§ GIVEN REQUEST 1:
Rewrite the paragraph of the news article on teaching degree entry that begins "Unveiling Labor's teachers plan yesterday" as a shorter version that keeps its main facts.

§ DOCUMENT EXCERPT:
· · · ·

Labor has announced plans to raise the bar on entry into teaching degrees in a bid to stop the “dumbing down” of the teaching profession.

Acting Opposition Leader Tanya Plibersek, in Rosebery yesterday to announce Labor’s plan to get the best and brightest Australians to study teaching. Picture:  Hollie Adams
Acting Opposition Leader Tanya Plibersek, in Rosebery yesterday to announce Labor’s plan to get the best and brightest Australians to study teaching. Picture: Hollie Adams

Universities will be barred from ­allowing low-scoring high school students entry into teaching ­degrees under Labor to put an end to the “dumbing down” of the teaching profession, Tanya Plibersek says.

Unveiling Labor’s teachers plan yesterday, the Acting Opposition Leader said there had been such an alarming slide in ATAR scores required for teaching courses in recent years that universities were turning teaching into a last-resort option for underachievers. “We cannot afford to continually dumb-down teaching degrees to enrol people who will never be competent teachers,” she said. “What we don’t want is ­people who just don’t know what else to do with their lives thinking it might be a good fallback.”

Josh Frydenberg dismissed Labor’s pitch, saying teachers ­already had to meet mandatory literacy and numeracy standards to ensure they were in the “top 30 per cent” of the population prior to graduation.

“It’s a bit rich of the Labor Party to be putting this forward after it was the Labor Party and their mates in the union movement who have fought the Coalition every step of the way as we have sought to lift the standards for teachers,” the Treasurer said yesterday. “We have more rigorous ­assessment for the accreditation of teachers including demonstrated participation in the classrooms.”

Universities have been repeatedly criticised for allowing low-scoring students into education degrees — some with ATAR scores below 20.

Despite higher published cut-off score requirements for teaching degrees, universities routinely offer bonus points to students for a range of reasons, including ­mature age entry or social ­disadvantage.

In 2015, more than half the students offered places in teaching degrees in NSW and the ACT had scored in the bottom 50 per cent of school leavers.

This was despite a directive by the NSW government two years earlier that it would no longer employ teacher graduates who did not get a band five (distinction equivalent) result in at least three of their HSC subjects.

· · · ·

§ MATERIAL PROVIDED:
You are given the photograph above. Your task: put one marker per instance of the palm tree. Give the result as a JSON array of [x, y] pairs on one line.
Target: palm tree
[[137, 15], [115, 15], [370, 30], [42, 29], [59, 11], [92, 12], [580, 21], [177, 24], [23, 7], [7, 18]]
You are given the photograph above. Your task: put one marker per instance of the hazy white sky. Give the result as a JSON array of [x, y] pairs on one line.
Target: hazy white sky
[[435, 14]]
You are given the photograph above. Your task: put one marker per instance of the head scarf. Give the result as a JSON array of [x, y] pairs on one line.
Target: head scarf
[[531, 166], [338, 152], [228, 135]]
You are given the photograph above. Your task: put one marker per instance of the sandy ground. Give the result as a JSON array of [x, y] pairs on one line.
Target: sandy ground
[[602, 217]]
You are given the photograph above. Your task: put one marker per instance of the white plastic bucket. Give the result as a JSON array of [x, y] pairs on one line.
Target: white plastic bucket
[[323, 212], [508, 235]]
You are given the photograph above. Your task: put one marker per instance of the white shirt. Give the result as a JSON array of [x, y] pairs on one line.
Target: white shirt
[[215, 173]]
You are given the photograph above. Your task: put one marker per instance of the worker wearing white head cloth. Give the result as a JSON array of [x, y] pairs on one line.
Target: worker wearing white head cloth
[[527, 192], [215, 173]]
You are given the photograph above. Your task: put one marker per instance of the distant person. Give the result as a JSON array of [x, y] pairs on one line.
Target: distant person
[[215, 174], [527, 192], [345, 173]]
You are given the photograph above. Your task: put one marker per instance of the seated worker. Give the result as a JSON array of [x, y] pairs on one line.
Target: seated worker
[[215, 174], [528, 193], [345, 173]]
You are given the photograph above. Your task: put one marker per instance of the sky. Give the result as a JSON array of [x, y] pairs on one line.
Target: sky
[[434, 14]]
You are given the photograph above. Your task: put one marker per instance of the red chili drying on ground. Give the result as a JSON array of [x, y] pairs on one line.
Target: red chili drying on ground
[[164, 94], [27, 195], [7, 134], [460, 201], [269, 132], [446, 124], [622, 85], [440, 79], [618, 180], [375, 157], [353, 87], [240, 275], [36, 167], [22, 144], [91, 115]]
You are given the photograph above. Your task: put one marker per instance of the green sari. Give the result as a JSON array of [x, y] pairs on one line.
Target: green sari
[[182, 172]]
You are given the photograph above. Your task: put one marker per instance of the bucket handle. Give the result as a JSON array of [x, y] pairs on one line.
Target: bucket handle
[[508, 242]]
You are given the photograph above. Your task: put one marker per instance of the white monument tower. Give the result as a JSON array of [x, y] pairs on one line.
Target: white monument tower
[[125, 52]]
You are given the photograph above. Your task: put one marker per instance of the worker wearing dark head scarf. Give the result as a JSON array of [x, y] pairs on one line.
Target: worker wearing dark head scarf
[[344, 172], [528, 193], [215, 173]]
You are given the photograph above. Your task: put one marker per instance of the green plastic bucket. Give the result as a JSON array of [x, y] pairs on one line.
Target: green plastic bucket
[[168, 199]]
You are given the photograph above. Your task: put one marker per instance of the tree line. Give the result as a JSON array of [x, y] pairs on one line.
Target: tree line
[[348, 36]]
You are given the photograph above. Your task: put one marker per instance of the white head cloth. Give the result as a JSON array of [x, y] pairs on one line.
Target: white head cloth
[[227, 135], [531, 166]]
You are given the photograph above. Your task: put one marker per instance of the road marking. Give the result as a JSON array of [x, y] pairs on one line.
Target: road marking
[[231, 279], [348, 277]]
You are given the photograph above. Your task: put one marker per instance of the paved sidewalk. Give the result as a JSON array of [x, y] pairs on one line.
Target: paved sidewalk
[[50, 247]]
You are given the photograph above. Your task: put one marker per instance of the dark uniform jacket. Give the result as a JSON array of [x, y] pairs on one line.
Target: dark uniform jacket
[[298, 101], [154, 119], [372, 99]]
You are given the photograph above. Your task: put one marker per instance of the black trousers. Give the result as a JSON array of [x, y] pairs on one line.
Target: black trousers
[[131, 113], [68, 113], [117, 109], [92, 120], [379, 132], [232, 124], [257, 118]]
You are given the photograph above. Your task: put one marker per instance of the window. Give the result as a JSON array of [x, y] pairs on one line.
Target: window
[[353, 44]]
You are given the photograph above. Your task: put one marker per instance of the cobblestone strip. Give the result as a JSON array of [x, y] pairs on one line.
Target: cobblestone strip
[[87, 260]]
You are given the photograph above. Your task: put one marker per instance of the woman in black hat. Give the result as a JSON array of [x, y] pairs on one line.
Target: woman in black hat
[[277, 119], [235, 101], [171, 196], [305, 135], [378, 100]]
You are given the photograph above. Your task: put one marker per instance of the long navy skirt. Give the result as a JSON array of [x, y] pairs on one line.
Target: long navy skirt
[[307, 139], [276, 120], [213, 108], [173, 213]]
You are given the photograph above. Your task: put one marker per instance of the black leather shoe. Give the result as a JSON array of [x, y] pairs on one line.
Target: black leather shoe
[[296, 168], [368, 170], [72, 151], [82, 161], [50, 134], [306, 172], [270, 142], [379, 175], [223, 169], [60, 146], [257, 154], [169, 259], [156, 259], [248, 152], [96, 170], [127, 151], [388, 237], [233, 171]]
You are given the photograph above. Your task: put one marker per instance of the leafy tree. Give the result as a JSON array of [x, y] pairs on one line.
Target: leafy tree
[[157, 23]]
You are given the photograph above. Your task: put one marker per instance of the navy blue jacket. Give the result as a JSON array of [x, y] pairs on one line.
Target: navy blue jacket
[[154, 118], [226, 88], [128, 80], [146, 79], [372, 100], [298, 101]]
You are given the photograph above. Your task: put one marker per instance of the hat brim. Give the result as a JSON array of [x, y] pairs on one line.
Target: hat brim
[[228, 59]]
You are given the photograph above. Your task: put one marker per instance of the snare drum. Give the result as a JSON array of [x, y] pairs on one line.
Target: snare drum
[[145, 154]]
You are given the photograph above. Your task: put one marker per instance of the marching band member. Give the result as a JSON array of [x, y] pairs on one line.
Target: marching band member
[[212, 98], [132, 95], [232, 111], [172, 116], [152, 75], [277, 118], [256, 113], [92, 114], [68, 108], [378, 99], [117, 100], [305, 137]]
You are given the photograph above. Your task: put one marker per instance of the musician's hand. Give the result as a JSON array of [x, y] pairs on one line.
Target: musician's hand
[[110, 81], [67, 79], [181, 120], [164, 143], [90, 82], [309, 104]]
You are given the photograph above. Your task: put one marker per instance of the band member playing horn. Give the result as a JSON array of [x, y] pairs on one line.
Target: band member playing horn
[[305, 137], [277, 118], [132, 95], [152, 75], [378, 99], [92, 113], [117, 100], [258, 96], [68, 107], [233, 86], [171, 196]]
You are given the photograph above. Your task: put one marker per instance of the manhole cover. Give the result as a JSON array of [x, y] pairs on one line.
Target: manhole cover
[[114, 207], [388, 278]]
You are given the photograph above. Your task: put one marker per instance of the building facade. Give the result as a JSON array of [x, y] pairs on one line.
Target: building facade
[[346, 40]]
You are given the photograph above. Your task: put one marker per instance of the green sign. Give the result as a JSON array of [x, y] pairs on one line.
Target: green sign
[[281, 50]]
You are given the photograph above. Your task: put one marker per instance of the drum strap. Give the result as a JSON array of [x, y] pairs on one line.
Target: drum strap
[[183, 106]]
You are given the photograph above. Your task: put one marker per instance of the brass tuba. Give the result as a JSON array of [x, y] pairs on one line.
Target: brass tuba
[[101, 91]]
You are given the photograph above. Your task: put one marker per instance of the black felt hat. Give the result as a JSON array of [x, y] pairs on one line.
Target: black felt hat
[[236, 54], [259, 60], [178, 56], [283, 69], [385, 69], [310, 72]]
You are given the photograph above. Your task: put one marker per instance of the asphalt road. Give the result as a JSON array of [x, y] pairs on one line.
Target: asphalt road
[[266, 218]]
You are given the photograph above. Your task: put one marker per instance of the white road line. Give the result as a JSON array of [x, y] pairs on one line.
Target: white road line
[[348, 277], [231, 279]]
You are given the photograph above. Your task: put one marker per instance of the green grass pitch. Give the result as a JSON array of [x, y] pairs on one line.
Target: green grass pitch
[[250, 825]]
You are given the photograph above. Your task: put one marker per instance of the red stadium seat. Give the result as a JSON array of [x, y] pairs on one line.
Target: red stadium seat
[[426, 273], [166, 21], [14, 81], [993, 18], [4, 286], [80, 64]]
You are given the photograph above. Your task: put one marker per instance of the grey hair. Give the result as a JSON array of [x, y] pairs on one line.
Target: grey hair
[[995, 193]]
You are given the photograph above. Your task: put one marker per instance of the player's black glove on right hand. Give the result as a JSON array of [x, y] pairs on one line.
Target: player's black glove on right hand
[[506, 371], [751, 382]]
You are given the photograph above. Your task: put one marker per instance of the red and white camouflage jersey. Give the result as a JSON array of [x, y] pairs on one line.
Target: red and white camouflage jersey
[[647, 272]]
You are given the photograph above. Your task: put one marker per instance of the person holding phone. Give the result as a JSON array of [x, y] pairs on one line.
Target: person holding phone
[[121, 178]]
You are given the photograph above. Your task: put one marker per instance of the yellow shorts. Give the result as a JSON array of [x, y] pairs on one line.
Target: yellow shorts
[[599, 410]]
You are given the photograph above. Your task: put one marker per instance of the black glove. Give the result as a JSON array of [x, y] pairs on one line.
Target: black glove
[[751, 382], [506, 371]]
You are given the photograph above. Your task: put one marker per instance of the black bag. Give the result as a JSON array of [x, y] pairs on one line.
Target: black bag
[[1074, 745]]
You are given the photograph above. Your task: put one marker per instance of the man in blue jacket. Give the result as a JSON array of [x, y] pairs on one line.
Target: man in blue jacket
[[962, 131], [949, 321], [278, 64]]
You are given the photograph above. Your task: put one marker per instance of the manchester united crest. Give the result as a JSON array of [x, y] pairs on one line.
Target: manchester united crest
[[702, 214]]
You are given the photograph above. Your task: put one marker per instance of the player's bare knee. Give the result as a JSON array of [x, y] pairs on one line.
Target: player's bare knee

· · · ·

§ GIVEN REQUEST 2:
Edit the entries from the line that has "of the woman" through the line that has "[[157, 23]]" by replacing "navy" with "gray", and give back only those lines with everything else unchanged.

§ FULL SOLUTION 1:
Announcing Labor's teachers plan, the Acting Opposition Leader said ATAR scores required for teaching courses had fallen so sharply that universities were making teaching a last resort for underachievers. She said teaching degrees could not keep being dumbed down to enrol people who would never be competent teachers, or people who saw teaching as a fallback because they didn't know what else to do.

§ FULL SOLUTION 2:
You are given the photograph above. Your task: put one marker per instance of the woman in black hat. Give the result as a JSON array of [x, y] pairs on one line.
Target: woman in black hat
[[277, 119], [235, 101], [171, 196], [305, 135], [378, 100]]
You are given the photograph above. Your task: put one marker per instance of the long gray skirt. Give the result as a JSON array of [x, y] pairs on one line.
Target: long gray skirt
[[307, 139], [276, 120], [213, 108], [173, 213]]
You are given the photograph above. Your task: put one marker per instance of the black leather shoe. Give the result as a JSON array of [x, y] pairs on one line.
Target: black leather shoe
[[296, 168], [368, 170], [72, 151], [82, 161], [50, 134], [306, 172], [270, 142], [379, 175], [223, 169], [60, 146], [257, 154], [169, 259], [156, 259], [248, 152], [96, 170], [127, 151], [388, 237], [233, 171]]
You are given the photograph above. Your task: put one marker per instance of the leafy tree. Give the result as a JSON array of [x, y] pairs on one line.
Target: leafy tree
[[157, 23]]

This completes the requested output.